#### [TO BE DONE]
Output the data exactly, with every line intact.
────────────────────
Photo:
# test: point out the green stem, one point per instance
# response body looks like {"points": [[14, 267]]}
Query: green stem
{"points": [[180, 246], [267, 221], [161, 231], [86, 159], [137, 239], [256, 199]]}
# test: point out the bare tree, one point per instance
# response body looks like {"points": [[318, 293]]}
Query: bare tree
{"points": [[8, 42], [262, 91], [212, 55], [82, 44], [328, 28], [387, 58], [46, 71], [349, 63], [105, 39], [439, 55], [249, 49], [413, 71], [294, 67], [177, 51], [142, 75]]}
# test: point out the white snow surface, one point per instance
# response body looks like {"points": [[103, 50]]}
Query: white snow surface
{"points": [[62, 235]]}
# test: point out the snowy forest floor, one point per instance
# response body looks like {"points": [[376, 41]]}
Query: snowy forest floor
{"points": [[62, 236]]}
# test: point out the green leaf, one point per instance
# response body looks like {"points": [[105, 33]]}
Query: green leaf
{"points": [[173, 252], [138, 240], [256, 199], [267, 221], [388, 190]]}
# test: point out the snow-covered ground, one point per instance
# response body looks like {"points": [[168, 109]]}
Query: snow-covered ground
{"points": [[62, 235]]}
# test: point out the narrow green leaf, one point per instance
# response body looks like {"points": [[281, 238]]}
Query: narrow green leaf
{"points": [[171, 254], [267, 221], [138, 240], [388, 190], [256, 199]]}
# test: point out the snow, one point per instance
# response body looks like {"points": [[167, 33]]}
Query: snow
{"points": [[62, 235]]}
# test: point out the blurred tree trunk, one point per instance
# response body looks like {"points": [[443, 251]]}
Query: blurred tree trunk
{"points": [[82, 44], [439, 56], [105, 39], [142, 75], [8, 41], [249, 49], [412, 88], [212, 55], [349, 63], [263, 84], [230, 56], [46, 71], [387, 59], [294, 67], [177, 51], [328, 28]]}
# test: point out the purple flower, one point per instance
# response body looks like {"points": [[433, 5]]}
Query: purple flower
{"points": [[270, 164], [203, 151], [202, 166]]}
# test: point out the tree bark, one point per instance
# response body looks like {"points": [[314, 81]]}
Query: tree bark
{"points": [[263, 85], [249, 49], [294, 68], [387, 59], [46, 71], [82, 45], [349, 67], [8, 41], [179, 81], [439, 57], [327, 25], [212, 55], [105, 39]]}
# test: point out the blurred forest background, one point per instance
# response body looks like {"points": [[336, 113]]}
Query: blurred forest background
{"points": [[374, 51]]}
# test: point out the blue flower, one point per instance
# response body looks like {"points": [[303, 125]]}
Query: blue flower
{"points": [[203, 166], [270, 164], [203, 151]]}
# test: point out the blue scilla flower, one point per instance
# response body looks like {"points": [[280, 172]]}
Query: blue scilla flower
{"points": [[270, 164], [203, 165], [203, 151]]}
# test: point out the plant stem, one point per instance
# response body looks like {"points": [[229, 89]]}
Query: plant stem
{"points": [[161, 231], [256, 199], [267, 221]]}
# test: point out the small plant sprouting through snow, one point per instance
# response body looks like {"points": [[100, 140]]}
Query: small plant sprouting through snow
────────────────────
#### [TASK OUTPUT]
Photo:
# test: point out the green stem, one point per instance
# response body looks like {"points": [[14, 267]]}
Query: green stem
{"points": [[180, 246], [267, 221], [161, 231], [86, 159], [137, 239], [256, 199]]}
# test: point out the bare tree, one point per instance
# response body looks like {"points": [[318, 293]]}
Query: bare tree
{"points": [[8, 42], [262, 91], [212, 55], [82, 44], [328, 28], [387, 58], [46, 71], [349, 63], [105, 39], [439, 55], [249, 49], [413, 71], [294, 67], [177, 51], [142, 75]]}
# test: point out the white snow surface, one point per instance
# response body looks like {"points": [[103, 50]]}
Query: white snow surface
{"points": [[62, 235]]}
# test: point out the snowy forest floor, one point per instance
# response body looks like {"points": [[376, 41]]}
Query: snowy forest floor
{"points": [[62, 236]]}
# test: point out the green leaf, one point per instance
# response body looks like {"points": [[105, 33]]}
Query: green leaf
{"points": [[173, 252], [138, 240], [256, 199], [267, 221], [388, 190]]}
# test: point out the snow-covered ground, one point per instance
# response body looks like {"points": [[168, 109]]}
Query: snow-covered ground
{"points": [[62, 235]]}
# test: point out the narrow green leaf, one point per instance
# response body looks like {"points": [[281, 238]]}
Query: narrow green leaf
{"points": [[171, 254], [267, 221], [138, 240], [388, 190], [256, 199]]}
# test: point out the snow, one point per instance
# response body looks like {"points": [[167, 33]]}
Query: snow
{"points": [[62, 235]]}
# test: point out the blurred tree trunk, one point per instance
# response body looks like {"points": [[443, 251]]}
Query: blurred tree trunk
{"points": [[82, 44], [439, 56], [105, 39], [142, 75], [8, 41], [249, 49], [412, 88], [212, 55], [349, 63], [263, 84], [230, 56], [46, 71], [387, 59], [294, 67], [177, 51], [328, 28]]}
# test: point out the purple flower, one point per instance
# response body looks like {"points": [[433, 5]]}
Query: purple flower
{"points": [[270, 164], [203, 151], [202, 166]]}
# test: point out the tree bark, one point per instance
# response body looks like {"points": [[314, 81]]}
Query: tree bark
{"points": [[263, 85], [249, 49], [294, 68], [387, 59], [46, 71], [82, 45], [349, 67], [8, 41], [179, 81], [439, 57], [327, 25], [212, 55], [105, 39]]}
# test: point out the blurred forest background, one point per instance
# response body looks like {"points": [[336, 113]]}
Query: blurred forest background
{"points": [[374, 51]]}
# test: point out the blue flower, one point per instance
# response body looks like {"points": [[303, 125]]}
Query: blue flower
{"points": [[203, 166], [270, 164], [203, 151]]}
# test: point out the blue scilla flower, one point per instance
# response body looks like {"points": [[280, 172]]}
Query: blue scilla flower
{"points": [[270, 164], [203, 165], [203, 151]]}
# test: point out the plant stem, one point per instance
# response body looks like {"points": [[229, 89]]}
Query: plant stem
{"points": [[161, 231], [256, 199], [267, 221]]}
# test: point out the small plant sprouting through snow, one point per instance
# response body looks like {"points": [[100, 140]]}
Query: small plant sprouting through snow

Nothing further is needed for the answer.